───── Data supplied

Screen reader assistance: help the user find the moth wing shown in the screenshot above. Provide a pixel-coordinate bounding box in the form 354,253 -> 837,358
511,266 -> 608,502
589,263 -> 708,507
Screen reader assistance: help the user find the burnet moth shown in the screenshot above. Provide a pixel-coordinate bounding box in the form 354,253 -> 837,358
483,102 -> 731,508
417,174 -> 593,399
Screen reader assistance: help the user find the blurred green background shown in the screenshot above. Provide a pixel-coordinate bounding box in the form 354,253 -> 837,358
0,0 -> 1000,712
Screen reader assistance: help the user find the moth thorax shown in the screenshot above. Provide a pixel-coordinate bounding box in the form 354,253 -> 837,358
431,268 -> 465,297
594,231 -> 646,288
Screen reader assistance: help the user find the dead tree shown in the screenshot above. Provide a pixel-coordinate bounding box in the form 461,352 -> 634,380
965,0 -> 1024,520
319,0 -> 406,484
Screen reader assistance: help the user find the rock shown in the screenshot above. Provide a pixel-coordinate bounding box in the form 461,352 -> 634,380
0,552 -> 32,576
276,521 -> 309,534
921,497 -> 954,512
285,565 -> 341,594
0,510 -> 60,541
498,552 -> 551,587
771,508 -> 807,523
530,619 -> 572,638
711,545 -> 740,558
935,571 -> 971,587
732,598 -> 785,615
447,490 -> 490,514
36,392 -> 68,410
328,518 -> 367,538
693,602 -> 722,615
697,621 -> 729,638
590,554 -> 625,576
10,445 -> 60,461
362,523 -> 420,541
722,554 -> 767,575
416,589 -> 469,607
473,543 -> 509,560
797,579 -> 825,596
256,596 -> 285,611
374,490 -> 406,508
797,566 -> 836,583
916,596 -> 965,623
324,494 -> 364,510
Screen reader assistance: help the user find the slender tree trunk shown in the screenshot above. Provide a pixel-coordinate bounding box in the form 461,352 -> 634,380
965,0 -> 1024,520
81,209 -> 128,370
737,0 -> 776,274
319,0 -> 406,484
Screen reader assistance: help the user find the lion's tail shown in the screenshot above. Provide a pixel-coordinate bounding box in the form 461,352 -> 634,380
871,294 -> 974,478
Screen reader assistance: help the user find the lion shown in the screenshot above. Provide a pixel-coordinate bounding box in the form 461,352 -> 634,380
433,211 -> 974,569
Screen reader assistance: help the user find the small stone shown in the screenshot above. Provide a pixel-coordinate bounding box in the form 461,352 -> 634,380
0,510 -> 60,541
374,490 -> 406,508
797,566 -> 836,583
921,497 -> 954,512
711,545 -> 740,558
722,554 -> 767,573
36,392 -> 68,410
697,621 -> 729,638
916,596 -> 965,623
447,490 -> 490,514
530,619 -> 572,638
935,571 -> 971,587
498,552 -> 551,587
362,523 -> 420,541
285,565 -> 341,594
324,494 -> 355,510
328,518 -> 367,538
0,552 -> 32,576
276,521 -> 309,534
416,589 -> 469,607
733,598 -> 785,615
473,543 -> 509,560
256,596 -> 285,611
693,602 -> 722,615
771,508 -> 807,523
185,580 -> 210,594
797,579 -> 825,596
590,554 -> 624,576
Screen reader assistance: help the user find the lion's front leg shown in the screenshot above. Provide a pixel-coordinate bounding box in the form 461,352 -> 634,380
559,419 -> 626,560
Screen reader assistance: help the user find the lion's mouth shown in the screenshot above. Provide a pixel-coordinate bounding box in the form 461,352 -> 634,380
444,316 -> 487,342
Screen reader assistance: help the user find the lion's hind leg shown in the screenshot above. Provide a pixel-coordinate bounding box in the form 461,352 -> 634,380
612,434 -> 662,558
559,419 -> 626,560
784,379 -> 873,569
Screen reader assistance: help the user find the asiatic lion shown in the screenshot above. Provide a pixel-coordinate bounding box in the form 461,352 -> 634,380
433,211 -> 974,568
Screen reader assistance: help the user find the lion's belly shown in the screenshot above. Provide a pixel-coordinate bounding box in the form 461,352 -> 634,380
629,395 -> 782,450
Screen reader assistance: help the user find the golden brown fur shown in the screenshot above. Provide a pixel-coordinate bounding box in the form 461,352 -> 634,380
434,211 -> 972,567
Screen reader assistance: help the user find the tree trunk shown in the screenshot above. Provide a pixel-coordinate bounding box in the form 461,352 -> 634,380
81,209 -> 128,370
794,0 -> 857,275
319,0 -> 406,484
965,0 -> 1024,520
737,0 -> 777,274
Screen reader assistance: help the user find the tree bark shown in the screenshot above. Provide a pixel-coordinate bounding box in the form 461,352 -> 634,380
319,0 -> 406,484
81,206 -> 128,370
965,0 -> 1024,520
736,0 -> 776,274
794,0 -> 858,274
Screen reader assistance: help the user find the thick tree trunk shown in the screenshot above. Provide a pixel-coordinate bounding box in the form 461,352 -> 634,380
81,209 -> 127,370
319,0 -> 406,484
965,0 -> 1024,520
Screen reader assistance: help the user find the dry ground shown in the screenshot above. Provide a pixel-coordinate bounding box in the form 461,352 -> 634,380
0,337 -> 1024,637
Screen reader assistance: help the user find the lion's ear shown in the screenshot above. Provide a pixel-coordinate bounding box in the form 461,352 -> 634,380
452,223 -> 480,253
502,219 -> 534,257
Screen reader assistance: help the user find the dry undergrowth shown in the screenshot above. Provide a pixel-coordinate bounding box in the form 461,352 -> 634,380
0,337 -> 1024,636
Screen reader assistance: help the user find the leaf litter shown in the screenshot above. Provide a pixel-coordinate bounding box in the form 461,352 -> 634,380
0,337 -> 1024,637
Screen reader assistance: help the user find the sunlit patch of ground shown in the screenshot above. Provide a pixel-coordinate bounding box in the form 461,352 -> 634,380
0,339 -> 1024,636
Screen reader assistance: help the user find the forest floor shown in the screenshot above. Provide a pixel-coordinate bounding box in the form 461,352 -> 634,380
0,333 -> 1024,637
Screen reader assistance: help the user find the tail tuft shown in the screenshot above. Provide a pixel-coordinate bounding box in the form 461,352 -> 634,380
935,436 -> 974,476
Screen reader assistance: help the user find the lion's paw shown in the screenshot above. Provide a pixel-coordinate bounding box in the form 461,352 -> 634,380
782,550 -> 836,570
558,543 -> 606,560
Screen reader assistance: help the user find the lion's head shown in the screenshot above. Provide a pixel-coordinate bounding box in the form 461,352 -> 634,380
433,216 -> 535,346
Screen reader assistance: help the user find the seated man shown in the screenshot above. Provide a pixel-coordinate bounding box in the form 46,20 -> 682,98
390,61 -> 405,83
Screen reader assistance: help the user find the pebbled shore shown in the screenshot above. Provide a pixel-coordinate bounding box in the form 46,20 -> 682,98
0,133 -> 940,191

──────────

Prompt:
Could you write out all of the rows above, word for word and without any changes?

Written solution:
Screen reader assistance: help the user find the moth wing shown in the screenshot above. Provide a pixel-coordinate bounding box in the form 354,253 -> 837,358
511,266 -> 608,502
589,263 -> 708,507
Screen reader assistance: help the user find the burnet moth shown in the screenshot above. Provide a pixel-coordinate bounding box in the form 354,253 -> 837,358
483,102 -> 731,508
417,174 -> 593,399
Screen reader assistance: help the user find the blurred green background shown in the screenshot above. Provide a pixel-coordinate bounding box in the form 354,253 -> 837,358
0,0 -> 1000,712
Screen reader assistance: help the user find the moth thorax shown in the screenshot above. Provide a pixel-coordinate bounding box in the form 354,253 -> 837,358
431,268 -> 465,297
594,231 -> 646,288
Screen reader assistance: help the user find the dead tree shown in the screenshot above. Provide a pixel-coordinate bounding box in the form 461,352 -> 634,380
965,0 -> 1024,520
319,0 -> 406,484
Screen reader assistance: help the user find the rock shown in the screenshot above. Provide a pixel-coordinate bounding box in the form 461,352 -> 634,380
0,552 -> 32,576
276,521 -> 309,534
921,497 -> 954,512
285,565 -> 341,594
0,510 -> 60,541
498,552 -> 551,587
771,508 -> 807,523
530,619 -> 572,638
711,545 -> 740,558
935,571 -> 971,587
732,598 -> 785,615
447,490 -> 490,514
36,392 -> 68,410
328,518 -> 367,538
693,602 -> 722,615
697,621 -> 729,638
590,554 -> 625,576
10,445 -> 60,461
362,523 -> 420,541
722,554 -> 767,575
416,589 -> 469,607
473,543 -> 509,560
797,579 -> 825,596
256,596 -> 285,611
374,490 -> 406,508
797,566 -> 836,583
916,596 -> 965,623
324,494 -> 364,510
Screen reader assistance: help the user find the slender tree trunk shown in the screenshot above. Provide a pixel-coordinate bounding box in the form 461,352 -> 634,380
965,0 -> 1024,520
81,209 -> 128,370
737,0 -> 776,274
319,0 -> 406,484
Screen reader assistance: help the user find the lion's tail shown in the screenshot above. Provide a pixel-coordinate bounding box in the form 461,352 -> 634,380
871,294 -> 974,478
Screen reader assistance: help the user find the lion shown in the screenshot above. Provide a pixel-coordinate bounding box in the form 461,352 -> 634,380
433,211 -> 974,569
Screen reader assistance: help the user find the small stone shown in the screenshot above. Provide a pixel-coordinate bounding box in the form 461,352 -> 634,380
0,510 -> 60,541
374,490 -> 406,508
797,566 -> 836,583
921,497 -> 954,512
711,545 -> 740,558
722,554 -> 767,573
36,392 -> 68,410
697,621 -> 729,638
916,596 -> 965,623
447,490 -> 490,514
530,619 -> 572,638
935,571 -> 971,587
498,552 -> 551,587
362,523 -> 420,541
285,565 -> 341,594
324,494 -> 355,510
328,518 -> 367,538
0,552 -> 32,576
276,521 -> 309,534
416,589 -> 469,607
733,598 -> 785,615
473,543 -> 509,560
256,596 -> 285,611
693,602 -> 722,615
771,508 -> 807,523
185,580 -> 210,594
797,579 -> 825,596
590,554 -> 624,576
Screen reader assistance: help the user find the lion's front leg shown in the screenshot above. Provide a pixel-coordinate bounding box in the form 461,352 -> 634,380
559,419 -> 626,560
Screen reader assistance: help the user find the lion's mouth shown in the screenshot above. Provide a pixel-coordinate bounding box in the form 461,352 -> 634,380
444,316 -> 487,342
Screen reader assistance: help the user find the lion's hind leg shown in the screenshot above. Provide a pixel-coordinate bounding box in the form 461,352 -> 634,380
612,434 -> 662,558
559,419 -> 626,560
784,379 -> 873,569
Screen reader assistance: help the user find the asiatic lion shown in the screenshot above. Provide a pixel-coordinate bounding box in the form 461,352 -> 634,380
433,211 -> 974,568
Screen reader assistance: help the user find the lion's belly shown in the screenshot above. Provide a pixel-coordinate bounding box in the form 461,352 -> 634,380
629,395 -> 782,450
Screen reader assistance: help the user find the golden brown fur shown in the screenshot above. Provide a pixel-coordinate bounding box in the form 461,352 -> 634,380
434,211 -> 972,567
Screen reader assistance: help the user find the tree trunk shown in the screenshot above. Provide a pixel-coordinate bounding box in the form 461,352 -> 634,380
81,209 -> 128,370
794,0 -> 857,275
319,0 -> 406,484
965,0 -> 1024,520
737,0 -> 777,274
Screen reader assistance: help the user find the tree bark shown in the screenshot above. Provide a pixel-coordinate bounding box in the form 461,352 -> 634,380
319,0 -> 406,484
81,206 -> 128,370
965,0 -> 1024,520
736,0 -> 776,274
794,0 -> 858,274
Screen reader assistance: help the user find the thick tree trunk shown in the screenshot above. Provide a pixel-coordinate bounding box in the form 461,352 -> 634,380
81,209 -> 127,370
319,0 -> 406,484
965,0 -> 1024,520
Screen reader assistance: help the user find the dry ground shown in the screenshot above. Provide a pixel-coordinate bounding box in the form 461,352 -> 634,380
0,337 -> 1024,637
Screen reader assistance: help the user find the lion's ear shown in the screenshot above. Provide a pixel-coordinate bounding box in the form 461,352 -> 634,380
452,223 -> 480,253
502,219 -> 534,257
Screen reader assistance: help the user find the dry undergrowth shown in the screenshot above. Provide a pixel-coordinate bounding box in the form 461,352 -> 634,380
0,337 -> 1024,636
Screen reader assistance: help the user find the leaf litter shown in the screenshot above. Provide a pixel-coordinate bounding box in the form 461,352 -> 634,380
0,337 -> 1024,637
Screen reader assistance: help the user find the sunlit patch of ground shown in the screenshot above. Provide a pixel-coordinate bounding box in the form 461,352 -> 634,380
0,339 -> 1024,636
Screen reader assistance: help the user find the forest floor shown in the screenshot above. Provide a pixel-coordinate bounding box in the form 461,352 -> 634,380
0,333 -> 1024,637
Screen reader assistance: help the user find the tail tuft shown in the screenshot above. Provide a pixel-coordinate bounding box in the form 461,352 -> 634,380
935,436 -> 974,476
Screen reader assistance: help the user find the lion's paw shown in the screenshot above. Provide a pixel-coordinate bounding box in the form 461,352 -> 634,380
782,550 -> 836,570
558,543 -> 606,560
Screen reader assistance: help the user find the lion's head shown in the screenshot above. Provide a pixel-coordinate bounding box in the form 461,352 -> 634,380
433,216 -> 535,346
Screen reader assistance: help the user find the seated man shown in the screenshot above. Provide a pixel-coordinate bounding box in the form 46,20 -> 682,98
390,61 -> 405,83
Screen reader assistance: help the user find the pebbled shore shown in the screenshot above. Provide a pixel-coordinate bounding box in the form 46,20 -> 682,98
0,133 -> 940,191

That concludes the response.